#### The problem
Convert the rows below into a two-column CSV with the headers "prompt" and "points" and one line for each row. Put each row's text and its answer in their own quoted fields, replace any line breaks with spaces, and leave the pictures out.

#### Materials provided
········

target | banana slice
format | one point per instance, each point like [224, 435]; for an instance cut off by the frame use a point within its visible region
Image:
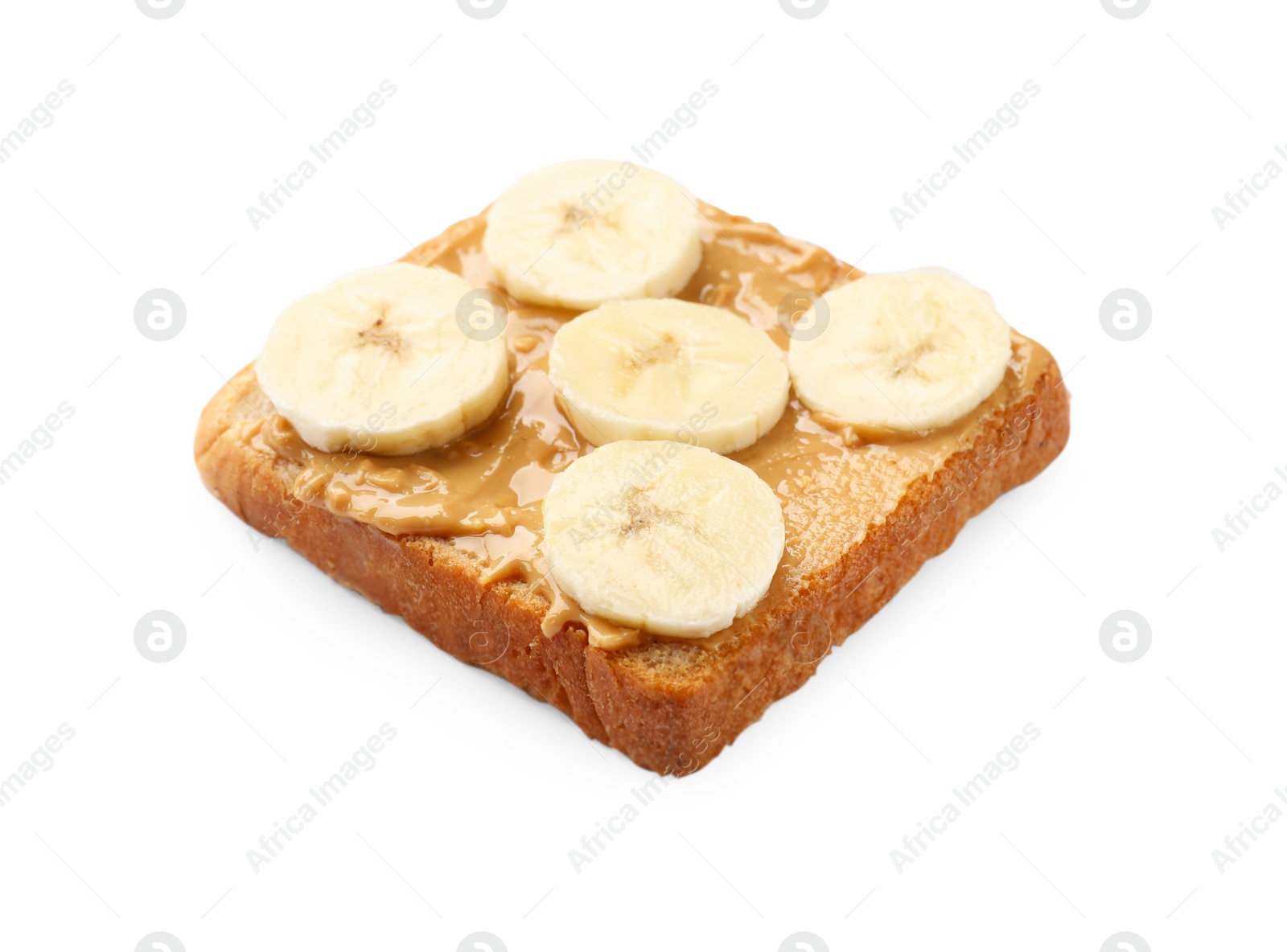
[666, 370]
[377, 362]
[663, 537]
[903, 353]
[581, 233]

········

#### Task solution
prompt,points
"target | banana slice format | one point per instance, each point like [224, 435]; for an instance cut off by the frame use a point within its visible region Image:","[666, 370] [377, 362] [663, 537] [903, 353] [581, 233]"